Mitzi Szereto,
Pride & Prejudice: Hidden Lusts
(Cleis Press, 2011)


Mitzi Szereto's controversial new take on Jane Austen's classic focuses on what goes on beneath the women's skirts and behind the men's breech flaps. Moreover, Pride & Prejudice: Hidden Lusts includes a range of erotic encounters spanning from homosexual indulgences and sado-masichistic desires to masturbation and oral sex.

In its favor, this novel uses Szereto's spicy additions to explore and elaborate on the character's motivations, thus legitimately reinterpreting Jane Austen's story rather than simply jamming in the erotica. In fact, Szereto's often humorous timing inserts itself throughout the book to include erotic flashbacks, as well as current sexual scenarios. The way Szereto's new material can completely revitalize a well-known scene when inserted in the middle of the dialogue is delightful.

------

◆ **PARTS OF THE EXERCISE**
1) List each kind of erotic encounter that the book review says the novel includes.
2) In the book review, copy the passage word for word, starting at "In its favor, this" and ending at "dialogue is delightful.".
3) Answer these questions from the book review:
(a) Which press published the novel, and in what year?
(b) According to the review, what does the novel focus on?
(c) What two kinds of erotic material does Szereto's timing insert throughout the book?

◆ **DATA SECTION**
------

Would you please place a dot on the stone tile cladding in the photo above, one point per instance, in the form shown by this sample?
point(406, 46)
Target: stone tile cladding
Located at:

------

◆ **SOLUTION LIST**
1)
homosexual indulgences
sado-masichistic desires
masturbation
oral sex

2)
In its favor, this novel uses Szereto's spicy additions to explore and elaborate on the character's motivations, thus legitimately reinterpreting Jane Austen's story rather than simply jamming in the erotica. In fact, Szereto's often humorous timing inserts itself throughout the book to include erotic flashbacks, as well as current sexual scenarios. The way Szereto's new material can completely revitalize a well-known scene when inserted in the middle of the dialogue is delightful.

3)
(a) Cleis Press, 2011
(b) What goes on beneath the women's skirts and behind the men's breech flaps
(c) Erotic flashbacks and current sexual scenarios